[Excerpts from point annotation data]

— BEGIN —

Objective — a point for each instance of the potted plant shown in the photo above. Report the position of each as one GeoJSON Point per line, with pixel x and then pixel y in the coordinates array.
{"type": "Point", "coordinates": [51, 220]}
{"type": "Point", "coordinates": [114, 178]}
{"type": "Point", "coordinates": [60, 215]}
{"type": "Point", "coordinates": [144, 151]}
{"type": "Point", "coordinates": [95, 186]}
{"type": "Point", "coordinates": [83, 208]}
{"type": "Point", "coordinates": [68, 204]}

— END —

**Problem statement:** Reproduce all of the material above, request line included, but scale every pixel coordinate in the answers by 0.55 and round each result to a whole number, with halves rounded up.

**Answer to the problem:**
Objective — a point for each instance of the potted plant shown in the photo above. Report the position of each as one GeoJSON Point per line, with pixel x and then pixel y in the coordinates array.
{"type": "Point", "coordinates": [28, 121]}
{"type": "Point", "coordinates": [63, 98]}
{"type": "Point", "coordinates": [33, 118]}
{"type": "Point", "coordinates": [79, 83]}
{"type": "Point", "coordinates": [52, 102]}
{"type": "Point", "coordinates": [46, 114]}
{"type": "Point", "coordinates": [37, 112]}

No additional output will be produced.